::: Given passage :::

Defensible values for the assets you cannot tag — purchase price allocations, FRS 102 Section 18 amortisation support and Section 27 impairment testing inputs, built from your own financial data.
For many UK businesses the most valuable assets never appear on a verification walkround: the brand customers choose, the developed technology competitors cannot copy, the contracted customer relationships, the patents, licences and data. These assets are bought, sold, licensed, impaired and litigated over — and at each of those moments someone has to put a defensible number on something that cannot be weighed, scanned or photographed. Get the number wrong and the consequences are concrete: an overstated goodwill balance that triggers an impairment, an amortisation life that fails to survive audit, a royalty rate that hands value to a counterparty, or a transaction price that cannot be supported when it is challenged.
CPCON’s valuation practice covers that intangible layer with the same evidence-first discipline we apply to physical estates across 30+ years and 4,500+ projects. Methodology follows the recognised income, market and cost approaches used in international valuation practice; models are built from your actual financial data rather than templated multiples; and every assumption — royalty rate, discount rate, attrition curve, tax amortisation benefit — is documented so the report stands up to the people who will test it: auditors, HMRC, counterparties and courts. This page sets out the asset types we value, the methods we use, how the FRS 102 mechanics work, and where an intangible valuation fits alongside the physical and logical asset work that surrounds it.
After an acquisition, the price paid is allocated to identifiable intangibles — brands, technology, customer relationships — with the residue to goodwill, setting future amortisation and impairment exposure.
Useful-life evidence for FRS 102 s.18 amortisation, fair value inputs, and recoverable-amount support for s.27 impairment reviews of goodwill and intangibles.
Licensing and royalty-rate setting, franchising, brand sales, transfer pricing and IP-backed financing — values built on relief-from-royalty and excess-earnings evidence.
Shareholder exits, IP infringement quantum, warranty claims and restructuring scenarios where an independent, documented intangible value changes the negotiation.

::: Given material :::

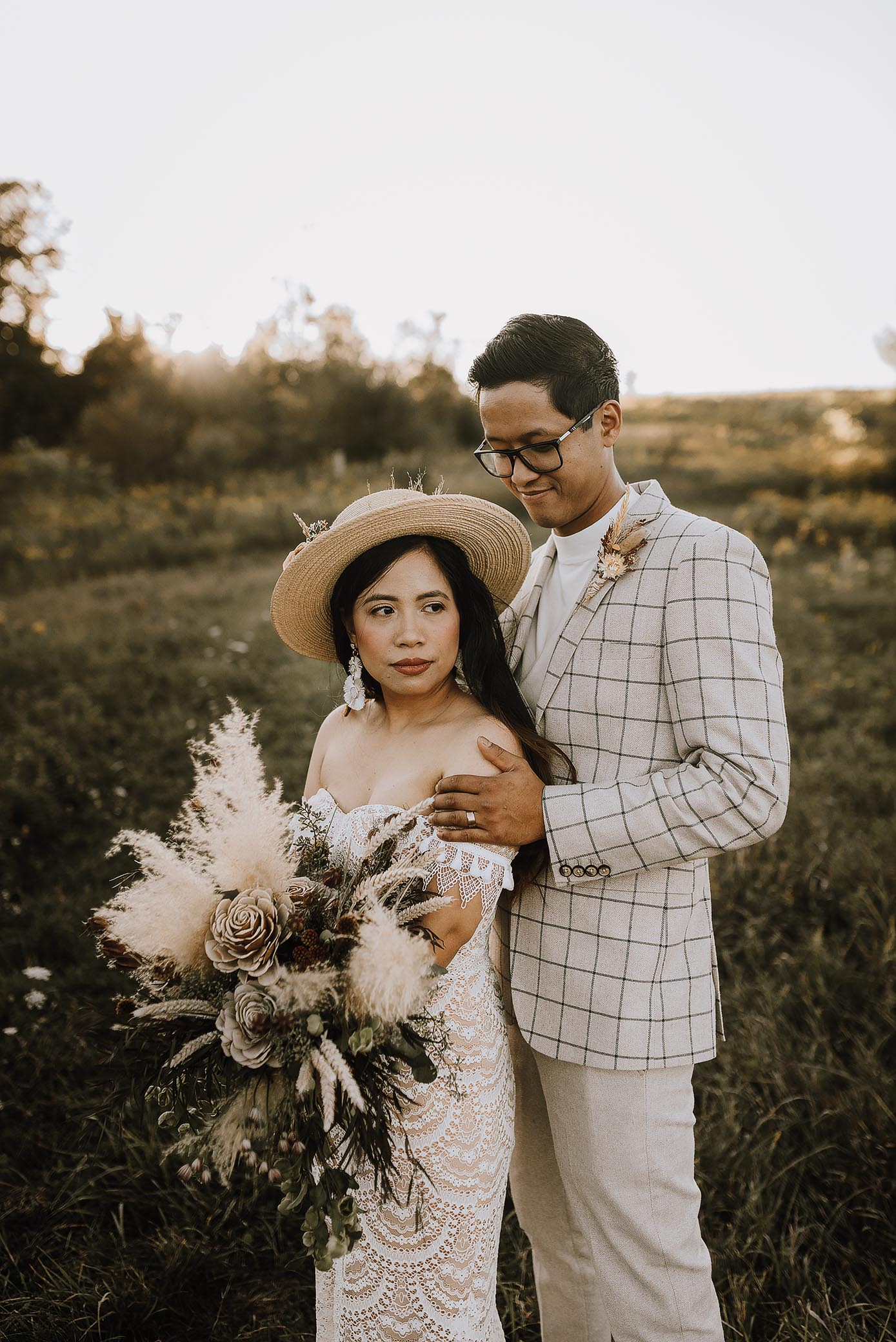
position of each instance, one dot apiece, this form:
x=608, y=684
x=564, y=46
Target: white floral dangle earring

:::

(Task requirements) From the page on intangible asset valuation, copy out word for word the stretch from "After an acquisition, the" through "goodwill and intangibles.".

(Finished answer)
After an acquisition, the price paid is allocated to identifiable intangibles — brands, technology, customer relationships — with the residue to goodwill, setting future amortisation and impairment exposure.
Useful-life evidence for FRS 102 s.18 amortisation, fair value inputs, and recoverable-amount support for s.27 impairment reviews of goodwill and intangibles.